#### Working data

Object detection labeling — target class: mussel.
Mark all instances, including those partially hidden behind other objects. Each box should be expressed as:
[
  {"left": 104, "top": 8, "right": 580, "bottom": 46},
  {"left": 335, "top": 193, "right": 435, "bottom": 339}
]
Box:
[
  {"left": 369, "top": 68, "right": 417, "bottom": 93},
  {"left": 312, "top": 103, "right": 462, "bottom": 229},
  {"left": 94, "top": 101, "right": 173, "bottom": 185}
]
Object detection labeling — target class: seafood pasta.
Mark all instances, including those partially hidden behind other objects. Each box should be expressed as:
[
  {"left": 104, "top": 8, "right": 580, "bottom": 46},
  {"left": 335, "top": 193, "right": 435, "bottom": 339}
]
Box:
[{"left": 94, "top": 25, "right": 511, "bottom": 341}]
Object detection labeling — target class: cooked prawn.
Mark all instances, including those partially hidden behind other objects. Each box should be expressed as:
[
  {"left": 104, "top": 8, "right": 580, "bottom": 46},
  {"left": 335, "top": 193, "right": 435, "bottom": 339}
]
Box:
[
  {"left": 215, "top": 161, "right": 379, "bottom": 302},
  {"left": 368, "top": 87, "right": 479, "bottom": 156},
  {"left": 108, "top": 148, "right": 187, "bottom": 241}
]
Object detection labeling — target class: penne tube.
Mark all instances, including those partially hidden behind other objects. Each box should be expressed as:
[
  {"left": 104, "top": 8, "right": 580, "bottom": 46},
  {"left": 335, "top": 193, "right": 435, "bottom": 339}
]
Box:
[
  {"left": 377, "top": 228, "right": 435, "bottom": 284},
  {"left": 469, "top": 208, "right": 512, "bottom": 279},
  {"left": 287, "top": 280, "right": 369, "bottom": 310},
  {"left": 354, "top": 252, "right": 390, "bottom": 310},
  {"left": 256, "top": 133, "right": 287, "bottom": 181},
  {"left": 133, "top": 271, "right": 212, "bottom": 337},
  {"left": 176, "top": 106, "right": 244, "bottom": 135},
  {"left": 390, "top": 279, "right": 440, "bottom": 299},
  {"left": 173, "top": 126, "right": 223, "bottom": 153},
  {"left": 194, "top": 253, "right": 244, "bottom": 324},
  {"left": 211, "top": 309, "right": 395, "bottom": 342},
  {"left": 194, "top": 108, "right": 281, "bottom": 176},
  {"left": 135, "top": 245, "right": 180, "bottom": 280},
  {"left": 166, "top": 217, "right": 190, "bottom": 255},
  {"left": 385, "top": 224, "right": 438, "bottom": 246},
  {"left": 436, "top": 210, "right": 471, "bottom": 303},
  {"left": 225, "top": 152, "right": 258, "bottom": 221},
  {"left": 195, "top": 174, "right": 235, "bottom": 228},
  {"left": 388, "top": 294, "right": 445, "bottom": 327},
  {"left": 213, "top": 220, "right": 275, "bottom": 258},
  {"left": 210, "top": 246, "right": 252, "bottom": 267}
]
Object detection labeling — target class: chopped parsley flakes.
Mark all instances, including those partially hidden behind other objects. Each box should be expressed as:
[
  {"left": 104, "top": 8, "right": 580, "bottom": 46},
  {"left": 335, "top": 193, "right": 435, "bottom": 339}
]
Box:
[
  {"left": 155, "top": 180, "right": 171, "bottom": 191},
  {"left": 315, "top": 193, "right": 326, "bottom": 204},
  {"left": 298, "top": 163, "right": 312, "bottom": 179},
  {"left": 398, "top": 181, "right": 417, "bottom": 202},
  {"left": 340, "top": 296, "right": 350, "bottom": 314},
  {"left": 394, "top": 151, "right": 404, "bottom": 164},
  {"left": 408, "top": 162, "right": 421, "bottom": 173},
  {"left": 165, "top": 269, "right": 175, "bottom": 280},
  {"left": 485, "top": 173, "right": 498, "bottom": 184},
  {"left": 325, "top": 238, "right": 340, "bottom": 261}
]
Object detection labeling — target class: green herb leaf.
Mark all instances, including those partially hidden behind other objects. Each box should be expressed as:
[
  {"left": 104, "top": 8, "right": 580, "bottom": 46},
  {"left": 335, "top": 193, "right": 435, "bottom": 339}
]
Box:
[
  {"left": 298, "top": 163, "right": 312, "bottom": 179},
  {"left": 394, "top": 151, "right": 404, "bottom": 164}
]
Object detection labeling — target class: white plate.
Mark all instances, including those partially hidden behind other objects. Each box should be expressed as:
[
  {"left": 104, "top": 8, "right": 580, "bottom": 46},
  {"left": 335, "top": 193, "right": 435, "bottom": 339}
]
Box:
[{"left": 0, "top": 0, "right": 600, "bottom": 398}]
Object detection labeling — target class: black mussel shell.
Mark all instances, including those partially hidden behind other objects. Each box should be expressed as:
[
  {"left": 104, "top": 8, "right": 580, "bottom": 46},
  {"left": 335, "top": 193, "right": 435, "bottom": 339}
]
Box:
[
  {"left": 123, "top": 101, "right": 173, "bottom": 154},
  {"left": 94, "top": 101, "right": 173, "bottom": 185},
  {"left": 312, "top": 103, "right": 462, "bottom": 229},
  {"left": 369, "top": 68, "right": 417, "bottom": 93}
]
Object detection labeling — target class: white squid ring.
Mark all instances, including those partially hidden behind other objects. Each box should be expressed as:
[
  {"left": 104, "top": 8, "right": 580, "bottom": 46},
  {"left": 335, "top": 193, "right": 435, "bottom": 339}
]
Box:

########

■ **Requirements**: Copy out the records word for word, beginning with the line that contains "Object detection labeling — target class: green" and continuing through the end of the records.

■ **Response to the task**:
Object detection labeling — target class: green herb leaf.
Mark all instances, including those partially hidden behind other objects. Each box should be expressed as:
[
  {"left": 104, "top": 8, "right": 580, "bottom": 46},
  {"left": 335, "top": 193, "right": 435, "bottom": 339}
]
Box:
[
  {"left": 298, "top": 163, "right": 312, "bottom": 179},
  {"left": 394, "top": 151, "right": 404, "bottom": 164}
]
Object detection labeling — target class: white plate.
Mark all instances, including those partially hidden behind other objects. Each box should be expressed as:
[
  {"left": 104, "top": 8, "right": 580, "bottom": 46},
  {"left": 335, "top": 193, "right": 435, "bottom": 339}
]
Box:
[{"left": 0, "top": 0, "right": 600, "bottom": 398}]
Object detection labeling — target class: black mussel shell.
Mark all instances, including those partially hidden behind other objects. Each box should be expressed as:
[
  {"left": 104, "top": 8, "right": 580, "bottom": 46},
  {"left": 335, "top": 193, "right": 435, "bottom": 339}
]
Box:
[
  {"left": 123, "top": 101, "right": 173, "bottom": 154},
  {"left": 94, "top": 101, "right": 173, "bottom": 185},
  {"left": 312, "top": 103, "right": 462, "bottom": 229},
  {"left": 369, "top": 68, "right": 417, "bottom": 93}
]
Object detection labeling — target class: white squid ring.
Mark all instances, including those partially hidden behind other objects. Each box should be expressed as:
[
  {"left": 104, "top": 8, "right": 580, "bottom": 46},
  {"left": 335, "top": 193, "right": 435, "bottom": 339}
]
Box:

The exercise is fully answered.